>>>>

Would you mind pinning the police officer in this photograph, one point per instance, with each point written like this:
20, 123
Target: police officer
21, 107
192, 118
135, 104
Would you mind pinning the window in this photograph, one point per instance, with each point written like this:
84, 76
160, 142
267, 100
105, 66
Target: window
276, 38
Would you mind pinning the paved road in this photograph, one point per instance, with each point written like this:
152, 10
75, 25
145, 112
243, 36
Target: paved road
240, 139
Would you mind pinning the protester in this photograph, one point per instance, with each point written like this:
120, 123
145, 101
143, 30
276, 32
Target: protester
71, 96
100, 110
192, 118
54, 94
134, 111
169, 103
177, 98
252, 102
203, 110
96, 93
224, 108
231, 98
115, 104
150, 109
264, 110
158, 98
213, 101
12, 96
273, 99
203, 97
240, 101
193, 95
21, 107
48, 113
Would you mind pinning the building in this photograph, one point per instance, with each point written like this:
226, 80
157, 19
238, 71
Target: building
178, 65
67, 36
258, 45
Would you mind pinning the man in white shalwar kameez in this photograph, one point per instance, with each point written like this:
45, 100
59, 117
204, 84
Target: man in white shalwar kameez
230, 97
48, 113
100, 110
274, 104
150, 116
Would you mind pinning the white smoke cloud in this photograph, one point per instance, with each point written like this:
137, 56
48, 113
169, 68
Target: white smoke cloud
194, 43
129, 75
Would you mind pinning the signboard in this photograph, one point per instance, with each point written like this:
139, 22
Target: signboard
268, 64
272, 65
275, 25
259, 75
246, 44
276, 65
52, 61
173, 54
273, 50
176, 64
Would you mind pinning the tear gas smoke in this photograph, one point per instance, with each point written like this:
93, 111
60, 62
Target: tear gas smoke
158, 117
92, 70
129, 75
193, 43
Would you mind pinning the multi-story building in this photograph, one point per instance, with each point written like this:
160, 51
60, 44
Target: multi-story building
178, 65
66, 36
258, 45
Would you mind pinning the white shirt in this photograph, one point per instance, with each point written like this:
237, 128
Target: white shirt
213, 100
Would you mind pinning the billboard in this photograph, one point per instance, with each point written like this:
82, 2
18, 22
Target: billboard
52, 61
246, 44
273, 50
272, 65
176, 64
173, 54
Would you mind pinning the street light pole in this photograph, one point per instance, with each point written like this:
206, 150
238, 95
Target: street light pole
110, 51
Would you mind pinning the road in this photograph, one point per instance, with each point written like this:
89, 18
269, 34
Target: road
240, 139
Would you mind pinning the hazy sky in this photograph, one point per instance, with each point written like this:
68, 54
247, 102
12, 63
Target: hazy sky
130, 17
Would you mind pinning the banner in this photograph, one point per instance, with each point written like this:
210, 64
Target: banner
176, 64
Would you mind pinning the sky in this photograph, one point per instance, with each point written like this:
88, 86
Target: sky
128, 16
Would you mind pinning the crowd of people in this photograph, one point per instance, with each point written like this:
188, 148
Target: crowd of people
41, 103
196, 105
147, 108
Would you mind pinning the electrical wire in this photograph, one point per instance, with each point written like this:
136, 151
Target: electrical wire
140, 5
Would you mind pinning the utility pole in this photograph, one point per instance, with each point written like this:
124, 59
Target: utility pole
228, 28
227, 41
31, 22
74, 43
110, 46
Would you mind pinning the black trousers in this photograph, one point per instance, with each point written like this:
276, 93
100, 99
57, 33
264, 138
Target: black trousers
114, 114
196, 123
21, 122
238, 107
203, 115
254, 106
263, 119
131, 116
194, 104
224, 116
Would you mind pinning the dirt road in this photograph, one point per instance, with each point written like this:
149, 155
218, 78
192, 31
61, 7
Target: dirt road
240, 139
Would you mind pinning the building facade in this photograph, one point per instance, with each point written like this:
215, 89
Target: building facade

<<<<

Task brief — Write out all the records above again, switching every "Would you mind pinning" to "Please mark" and keeping everything else the same.

Response —
Please mark the police officer in this photograph, one point per instance, with each point written like this:
20, 123
Target: police officer
21, 107
192, 118
135, 104
Please mark the window in this photograph, one point per instance, with each point written like this:
84, 76
160, 142
267, 100
105, 66
Target: window
276, 38
Please mark the paved road in this photograph, one point per instance, with each point written like this:
152, 10
75, 25
145, 112
243, 36
Target: paved road
240, 139
Please mark the protester in this photograph, one point per instance, with each point written like this:
120, 123
145, 101
143, 30
276, 32
Target: protester
71, 96
100, 110
192, 118
54, 94
134, 111
169, 103
177, 98
252, 102
203, 110
96, 93
224, 108
231, 98
115, 104
150, 109
264, 110
158, 98
213, 101
12, 96
273, 99
203, 97
240, 101
193, 95
21, 107
48, 113
Please mark the building in this photograph, one point per instance, with each point written like this:
226, 80
157, 19
238, 71
Target: building
178, 65
67, 36
258, 45
Please mark the man in white shalwar kameez in this photograph, one point per instance, with each point written like this:
45, 100
59, 117
204, 84
Target: man in white shalwar kameez
230, 97
48, 113
100, 110
274, 104
150, 116
Please mark the white smoke cloud in this photograph, one point per instance, with each point written like this:
137, 56
48, 113
169, 68
Target: white smoke cloud
194, 43
129, 75
Please mark the signboard in this photograph, one point per instance, with each point written like this:
139, 22
Target: signboard
268, 64
272, 65
275, 25
259, 75
246, 44
276, 65
52, 61
173, 54
273, 50
176, 64
Please mark the tear gas smoke in this photograph, one point per instance, with each point written like this:
93, 111
60, 62
Target: tear gas smoke
158, 117
92, 70
129, 75
193, 43
Please mark the multi-story building in this photograph, one point per instance, with each point written like this:
160, 51
60, 44
Target: multi-story building
178, 65
66, 36
258, 45
Please mark the white shirt in this photograph, one point per instance, with each point written like this:
237, 128
Target: white shirt
213, 100
Please mark the billboard in this photograph, one point per instance, with each point written like this:
82, 2
18, 22
Target: billboard
52, 61
246, 44
273, 50
272, 65
176, 64
173, 54
Please mark the street light pole in this photograph, one point per instance, with each point written like this:
206, 150
238, 95
Target: street light pole
110, 51
Please mark the road in this photograph, one point per instance, with each point written like this:
89, 18
269, 34
Target: road
240, 139
Please mark the hazy sky in this photograph, one point per instance, with each point written like this:
68, 54
247, 102
12, 63
Target: hazy sky
130, 17
Please mark the banner in this photograph, one point per instance, with each point written like this:
210, 64
Target: banner
176, 64
Please mark the sky in this photograph, one point per instance, with each point written like this:
88, 86
Target: sky
128, 16
Please mark the crowd of people in this photograph, one point per instance, with each point written like this:
188, 148
Target: crowd of people
41, 103
196, 105
147, 108
Please mark the electrical wire in this photograph, one point per instance, with each point written like this:
136, 151
Target: electrical wire
140, 5
Please mark the utility pole in this photograph, one point per instance, with each point written like this:
124, 59
Target: utility pole
228, 28
227, 41
31, 22
74, 43
110, 46
Please mark the black trousers in this photograph, one point per instance, with each point written like this:
276, 93
100, 99
57, 33
264, 138
Target: black trousers
114, 114
196, 123
21, 122
238, 107
203, 115
254, 106
263, 119
131, 116
194, 104
224, 116
Please mark the dirt road in this photograph, one point per instance, with each point written like this:
149, 155
218, 78
192, 31
61, 7
Target: dirt road
240, 139
Please mark the building facade in this photograph, one point per instance, with each point written like this:
215, 89
Target: building facade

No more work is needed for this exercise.